Directions ▸
Rewrite all the items below, swapping "reflective band" for "safety stripe" and keeping every other character unchanged.

Extracted records ▸
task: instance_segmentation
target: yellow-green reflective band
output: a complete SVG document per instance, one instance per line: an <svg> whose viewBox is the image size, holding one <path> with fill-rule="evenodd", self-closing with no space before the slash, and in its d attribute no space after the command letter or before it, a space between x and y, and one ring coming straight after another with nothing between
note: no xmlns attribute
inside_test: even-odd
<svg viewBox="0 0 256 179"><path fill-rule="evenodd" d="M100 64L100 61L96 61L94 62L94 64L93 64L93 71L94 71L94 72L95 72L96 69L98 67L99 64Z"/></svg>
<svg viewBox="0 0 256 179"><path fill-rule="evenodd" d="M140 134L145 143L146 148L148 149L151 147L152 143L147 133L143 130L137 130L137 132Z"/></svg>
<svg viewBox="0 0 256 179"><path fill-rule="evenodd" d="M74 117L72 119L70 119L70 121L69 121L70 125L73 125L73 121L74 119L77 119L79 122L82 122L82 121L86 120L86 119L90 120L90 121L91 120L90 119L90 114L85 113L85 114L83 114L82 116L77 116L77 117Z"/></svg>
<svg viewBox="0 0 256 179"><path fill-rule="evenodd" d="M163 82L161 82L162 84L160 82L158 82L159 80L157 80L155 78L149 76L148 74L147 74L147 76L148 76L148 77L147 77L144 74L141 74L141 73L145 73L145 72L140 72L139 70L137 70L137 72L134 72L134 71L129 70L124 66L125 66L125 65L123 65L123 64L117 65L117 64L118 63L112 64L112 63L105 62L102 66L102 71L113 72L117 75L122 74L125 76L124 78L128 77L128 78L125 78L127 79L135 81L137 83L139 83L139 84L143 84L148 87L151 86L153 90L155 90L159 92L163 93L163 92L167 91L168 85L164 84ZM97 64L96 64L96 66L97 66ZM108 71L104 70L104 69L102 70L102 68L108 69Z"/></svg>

Solution to this problem ▸
task: instance_segmentation
target: yellow-green safety stripe
output: a complete SVG document per instance, one instance per line: an <svg> whose viewBox is the image size, holding one <path> with fill-rule="evenodd", self-closing with no space before the slash, and in its d attribute no space after the command letter or before it, a space between x and y, and one ring coming straight after another with nothing between
note: no xmlns attribute
inside_test: even-odd
<svg viewBox="0 0 256 179"><path fill-rule="evenodd" d="M100 64L100 61L96 61L94 62L94 64L93 64L93 71L94 71L94 72L95 72L96 69L98 67L99 64Z"/></svg>
<svg viewBox="0 0 256 179"><path fill-rule="evenodd" d="M140 134L145 143L146 148L148 149L151 147L152 143L147 133L143 130L137 130L137 132Z"/></svg>
<svg viewBox="0 0 256 179"><path fill-rule="evenodd" d="M74 117L72 119L70 119L70 121L69 121L70 125L73 125L73 121L74 119L77 119L79 122L82 122L82 121L86 120L86 119L90 120L90 121L91 120L90 119L90 114L85 113L85 114L83 114L82 116L77 116L77 117Z"/></svg>
<svg viewBox="0 0 256 179"><path fill-rule="evenodd" d="M163 82L161 82L162 84L160 82L158 82L159 80L157 80L155 78L149 76L148 74L147 74L147 76L148 76L148 77L147 77L144 74L141 74L141 73L145 73L145 72L140 72L139 70L137 70L137 72L134 72L134 71L129 70L124 66L125 66L125 65L123 65L123 64L117 65L117 64L118 63L112 64L112 63L105 62L102 66L102 71L113 72L117 75L122 74L125 76L124 78L128 77L128 78L125 78L127 79L135 81L137 83L139 83L139 84L143 84L148 87L151 86L153 90L155 90L159 92L163 93L163 92L167 91L168 85L164 84ZM97 64L96 64L96 66L97 66ZM108 71L104 70L104 69L102 70L102 68L108 69Z"/></svg>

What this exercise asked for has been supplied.